## Task description
Copy every line of the listing below word for word.

Labeled-object pointing listing
____
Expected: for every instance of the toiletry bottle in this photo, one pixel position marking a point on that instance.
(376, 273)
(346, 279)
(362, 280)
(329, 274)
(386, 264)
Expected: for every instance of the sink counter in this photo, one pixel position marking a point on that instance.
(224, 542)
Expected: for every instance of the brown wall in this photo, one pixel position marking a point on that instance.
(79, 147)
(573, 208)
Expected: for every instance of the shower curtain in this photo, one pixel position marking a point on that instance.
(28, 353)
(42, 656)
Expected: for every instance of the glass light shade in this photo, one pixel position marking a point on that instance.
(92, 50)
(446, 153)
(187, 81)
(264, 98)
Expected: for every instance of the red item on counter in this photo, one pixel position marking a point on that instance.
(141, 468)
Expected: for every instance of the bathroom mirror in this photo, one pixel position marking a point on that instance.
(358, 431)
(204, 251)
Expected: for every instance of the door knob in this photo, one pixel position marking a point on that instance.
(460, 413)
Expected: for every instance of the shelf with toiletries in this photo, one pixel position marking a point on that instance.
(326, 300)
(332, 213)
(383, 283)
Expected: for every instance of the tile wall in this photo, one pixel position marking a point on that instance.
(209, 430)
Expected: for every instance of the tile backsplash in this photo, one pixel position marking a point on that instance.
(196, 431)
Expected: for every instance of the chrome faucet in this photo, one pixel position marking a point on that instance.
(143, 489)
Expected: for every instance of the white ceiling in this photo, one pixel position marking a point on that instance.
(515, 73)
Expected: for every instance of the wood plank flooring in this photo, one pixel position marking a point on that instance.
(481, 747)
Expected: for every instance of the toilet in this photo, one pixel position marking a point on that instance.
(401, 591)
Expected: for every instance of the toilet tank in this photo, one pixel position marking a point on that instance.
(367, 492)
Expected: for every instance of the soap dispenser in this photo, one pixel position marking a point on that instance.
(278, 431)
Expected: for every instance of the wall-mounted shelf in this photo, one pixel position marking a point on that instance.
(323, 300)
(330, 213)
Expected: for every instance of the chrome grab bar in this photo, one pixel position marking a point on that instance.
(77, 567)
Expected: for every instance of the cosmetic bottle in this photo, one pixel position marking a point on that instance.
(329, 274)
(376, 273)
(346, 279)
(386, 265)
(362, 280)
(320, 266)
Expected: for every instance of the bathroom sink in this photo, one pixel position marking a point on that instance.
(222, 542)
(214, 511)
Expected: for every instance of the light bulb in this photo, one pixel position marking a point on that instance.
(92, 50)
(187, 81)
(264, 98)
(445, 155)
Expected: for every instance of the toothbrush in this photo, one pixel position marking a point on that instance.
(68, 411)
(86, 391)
____
## Reply to the task
Expected: for every instance of the toiletry bottle in this photo, one pixel position marking a point on that instance.
(376, 273)
(346, 279)
(362, 280)
(329, 274)
(386, 264)
Expected: for every instance of the sink counter in this photo, one pixel position marking a point on that instance.
(224, 542)
Expected: for every instance of the brown wall in this photo, one pixel position marking a point on that instance.
(79, 147)
(573, 208)
Expected: for every instance of the shower curtain in this photo, one pixel position marking a point on that instance.
(28, 353)
(42, 656)
Expected: for every instance of the glass light shade in this photo, one pixel position marking a point on that instance.
(92, 50)
(446, 153)
(187, 81)
(264, 98)
Expected: for every instance of the red item on counter in this photo, one pixel position marking a point on that instance.
(141, 468)
Expected: for every instance of the bathroom mirror in this photo, one pixel position marking a point on that instance.
(358, 431)
(204, 251)
Expected: for every instance of the door knob in this photo, one pixel position marking a point on that instance.
(460, 413)
Expected: for every instance of the shelf with toiletries in this photo, one pixel position marking a point on that instance.
(326, 300)
(332, 213)
(383, 283)
Expected: for every instance of the tile wall in this photo, one pixel position marking a point on that instance.
(209, 430)
Expected: for every instance of the tile backsplash in this photo, one pixel position marking a point on that instance.
(196, 431)
Expected: for every instance of the chrome faucet in this photo, one pixel position marking a point on that instance.
(143, 489)
Expected: for every instance of the white ceiling in this photo, one pixel position marking a point on that instance.
(515, 73)
Expected: for every instance of the wood plank flooring in this photo, one pixel position marking a point on that instance.
(481, 747)
Expected: for every instance of the toilet in this photo, one pixel position marking a point on that instance.
(401, 591)
Expected: for every instance of the toilet tank in this photo, one pixel position marking a point on that instance.
(367, 492)
Expected: for every instance of the soap dispenser in this photo, one pixel position marking a point on that instance.
(278, 431)
Expected: for every instance of the wall-mounted shelf in this photo, one pixel position marking a point on that instance.
(323, 300)
(330, 213)
Expected: for every instance of the chrome grab bar in this photo, one pixel position marking a point on that instance.
(77, 567)
Expected: for every instance of the cosmetic bottle in this photo, one pixel position marking a point on that instance.
(329, 274)
(376, 273)
(346, 279)
(386, 265)
(362, 280)
(320, 266)
Expected: for every instance of the bathroom sink in this photo, one pixel position marking a point on that instance.
(222, 542)
(214, 511)
Expected: for every instance of the light bulb in this photo, one pixel position marking a point on that instance.
(92, 50)
(187, 81)
(264, 98)
(445, 155)
Expected: for every instance of the toothbrush in this photo, one pixel position marking a point on that instance.
(68, 411)
(86, 391)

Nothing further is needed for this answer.